● Quoted text:
--------------------

COP28 Outcomes: Toward a sustainable economic future in the GCC During COP28, the GCC countries addressed a wide range of issues affected by climate change through over 25 events held at the GCC pavilion, including agriculture, health, education, marine management, energy, youth leadership, etc. As the host country, the UAE took the lead in demonstrating steadfast commitments during the Conference. In addition to the pledge to the Loss and Damage Fund, the UAE launched Alterra, a private investment fund of USD 30 billion aimed at empowering climate projects in developing countries. To support the Methane Finance Sprint which aims at cutting methane emissions in low and middle-income countries, the UAE contributed USD 100 million to the grant funding pool. UAE banks also agreed to provide 1 trillion dirhams (around USD 270 billion) for green finance.
Nevertheless, with oil and gas playing a vital role in their economy and politics, some GCC nations are suspected of blocking or delaying a potential consensus on eliminating fossil fuels. Specifically, Saudi Arabia voiced its steadfast opposition to any phase-out or phase-down. It also asked other countries to take into consideration the “perspectives and concerns” of Riyadh. Likewise, before the climate conference came to an end, at the 12th Arab Energy Conference held on December 11-12, 2023, the Oil Minister of Kuwait Saad Al Barrak stated Kuwait’s firm opposition to any fossil fuel phase-out in the final decision of COP28. The strong opposition of Saudi-led OPEC countries remains a key driver behind the compromise of the final agreement of COP28 that prevented stronger language of ending fossil fuels. These factors will cause nations and stakeholders who advocate for a radical transition in the energy system to keep a closer eye on the next step of the GCC countries in the international climate regime. As the Conference concluded with an explicit ambition toward the energy transition, GCC countries–especially major hydrocarbon exporters like Saudi Arabia, Qatar, the UAE, and Kuwait–are supposed to take prompt action to address the climate diplomatic rift between domestic development interests and international community expectations.

--------------------

● Given data:
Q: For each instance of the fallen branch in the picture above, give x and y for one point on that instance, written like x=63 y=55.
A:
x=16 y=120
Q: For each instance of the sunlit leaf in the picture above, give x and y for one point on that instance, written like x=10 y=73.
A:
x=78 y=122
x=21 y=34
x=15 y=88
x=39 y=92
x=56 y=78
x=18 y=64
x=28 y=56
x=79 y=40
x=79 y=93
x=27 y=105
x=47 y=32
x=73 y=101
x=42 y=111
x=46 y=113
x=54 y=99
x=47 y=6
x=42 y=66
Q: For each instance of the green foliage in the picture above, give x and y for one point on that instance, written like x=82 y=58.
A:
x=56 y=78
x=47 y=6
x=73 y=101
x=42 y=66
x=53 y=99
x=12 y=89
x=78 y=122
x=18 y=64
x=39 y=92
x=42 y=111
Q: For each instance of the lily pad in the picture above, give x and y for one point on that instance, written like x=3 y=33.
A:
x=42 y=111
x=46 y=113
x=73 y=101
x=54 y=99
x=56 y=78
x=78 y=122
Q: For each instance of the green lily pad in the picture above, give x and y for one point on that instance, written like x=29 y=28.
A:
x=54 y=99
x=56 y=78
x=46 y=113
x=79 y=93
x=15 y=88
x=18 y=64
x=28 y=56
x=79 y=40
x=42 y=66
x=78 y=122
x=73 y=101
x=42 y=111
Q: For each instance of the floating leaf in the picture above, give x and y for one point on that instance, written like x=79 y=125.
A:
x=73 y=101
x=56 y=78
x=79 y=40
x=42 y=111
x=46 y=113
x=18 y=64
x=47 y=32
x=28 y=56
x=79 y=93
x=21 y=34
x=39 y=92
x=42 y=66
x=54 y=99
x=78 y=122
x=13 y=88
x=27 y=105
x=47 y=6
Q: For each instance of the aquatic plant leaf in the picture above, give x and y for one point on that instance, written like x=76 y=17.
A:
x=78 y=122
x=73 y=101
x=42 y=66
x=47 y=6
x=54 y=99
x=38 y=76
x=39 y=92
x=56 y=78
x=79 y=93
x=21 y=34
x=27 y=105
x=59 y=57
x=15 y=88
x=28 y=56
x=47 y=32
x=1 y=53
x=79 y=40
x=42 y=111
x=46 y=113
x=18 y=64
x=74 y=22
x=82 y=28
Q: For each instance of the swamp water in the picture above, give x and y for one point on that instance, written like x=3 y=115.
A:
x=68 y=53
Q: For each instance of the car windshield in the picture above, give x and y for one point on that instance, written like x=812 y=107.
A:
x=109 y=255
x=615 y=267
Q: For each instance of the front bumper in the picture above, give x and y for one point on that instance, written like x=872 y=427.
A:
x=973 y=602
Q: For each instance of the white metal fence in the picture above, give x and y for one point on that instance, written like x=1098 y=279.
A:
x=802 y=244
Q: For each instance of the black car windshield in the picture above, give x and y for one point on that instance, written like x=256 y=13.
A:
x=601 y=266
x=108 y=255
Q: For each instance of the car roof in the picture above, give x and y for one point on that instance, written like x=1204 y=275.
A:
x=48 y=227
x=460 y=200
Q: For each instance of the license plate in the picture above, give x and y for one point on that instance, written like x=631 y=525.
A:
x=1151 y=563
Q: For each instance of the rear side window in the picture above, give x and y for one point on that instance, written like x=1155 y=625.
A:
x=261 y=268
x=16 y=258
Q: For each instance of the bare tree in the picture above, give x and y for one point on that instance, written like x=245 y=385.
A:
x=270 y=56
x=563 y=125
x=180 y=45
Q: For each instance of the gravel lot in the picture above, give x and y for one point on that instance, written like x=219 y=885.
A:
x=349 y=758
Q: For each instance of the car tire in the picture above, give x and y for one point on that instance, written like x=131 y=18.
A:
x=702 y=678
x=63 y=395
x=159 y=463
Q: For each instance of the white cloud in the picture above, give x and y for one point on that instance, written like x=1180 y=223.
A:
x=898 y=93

--------------------

● Things to do:
1 – In the COP28 text, how much did the UAE contribute to the grant funding pool of the Methane Finance Sprint?
2 – From the rows, take the part that opens with the line containing "Q: For each instance of the black" and closes with the line containing "x=108 y=255". Output only those lines as a Markdown table with the columns Line and Content, numbering each line and leaving out any blank lines.

● Results for each task:
1 – USD 100 million.

2 –
| Line | Content |
|---|---|
| 1 | Q: For each instance of the black car windshield in the picture above, give x and y for one point on that instance, written like x=256 y=13. |
| 2 | A: |
| 3 | x=601 y=266 |
| 4 | x=108 y=255 |